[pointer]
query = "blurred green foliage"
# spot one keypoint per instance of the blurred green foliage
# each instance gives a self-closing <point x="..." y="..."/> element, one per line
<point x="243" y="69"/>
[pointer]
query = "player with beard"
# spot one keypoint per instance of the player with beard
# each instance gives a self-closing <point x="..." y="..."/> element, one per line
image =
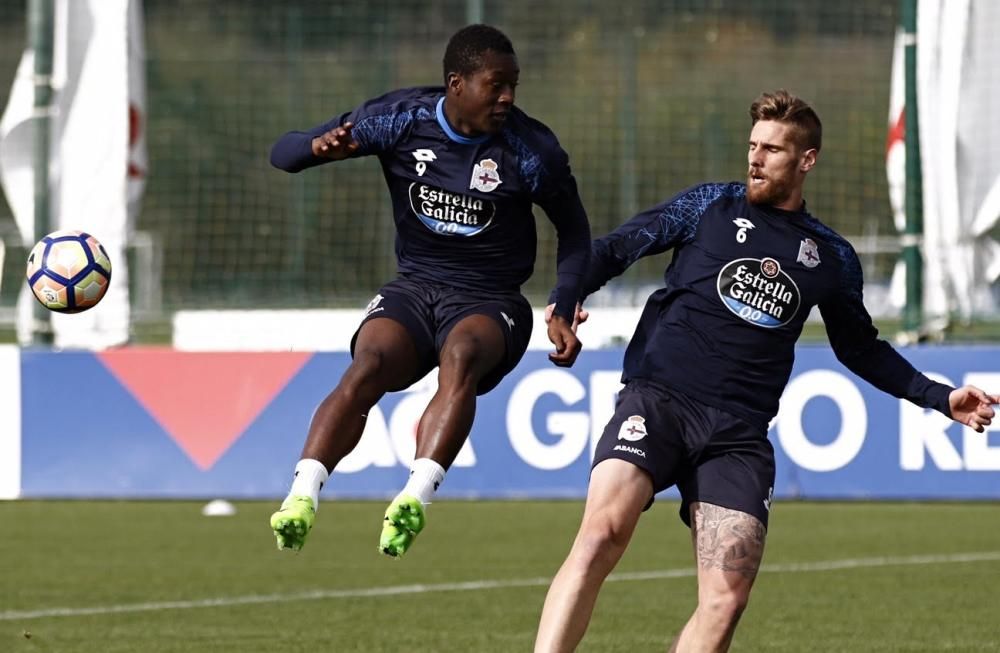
<point x="707" y="364"/>
<point x="464" y="167"/>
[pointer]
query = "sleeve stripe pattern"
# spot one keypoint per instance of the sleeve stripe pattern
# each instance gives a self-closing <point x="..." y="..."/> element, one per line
<point x="379" y="133"/>
<point x="530" y="166"/>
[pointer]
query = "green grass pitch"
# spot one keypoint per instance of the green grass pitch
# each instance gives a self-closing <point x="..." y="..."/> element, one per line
<point x="157" y="577"/>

● ● ● ● ●

• **WHAT IS BEING ASKED**
Reproduce all of the data exactly, omitting each picture it holds.

• **RESULT OF THE TASK**
[pointer]
query = "blurred green foliage"
# spot one keypoint per instance of the blurred green foliage
# each instance gives a self-closing <point x="..." y="..."/> element, one per line
<point x="243" y="69"/>
[pointer]
query = "player with beard"
# spot one keypoint per instance of the player with beard
# each instance gives a self-closing <point x="..." y="..."/> element, one per line
image =
<point x="707" y="364"/>
<point x="464" y="167"/>
[pointer]
query = "sleeve stripe pattern"
# spot one keypoint per instance of the sleeve stripe pattern
# each instance gives a self-closing <point x="..." y="..."/> element, one per line
<point x="379" y="133"/>
<point x="530" y="166"/>
[pointer]
query = "green grass pitch"
# spot one keypoint per instance of the green grass pitch
# each instance gives a self-closing <point x="..." y="..."/> element, one per line
<point x="157" y="577"/>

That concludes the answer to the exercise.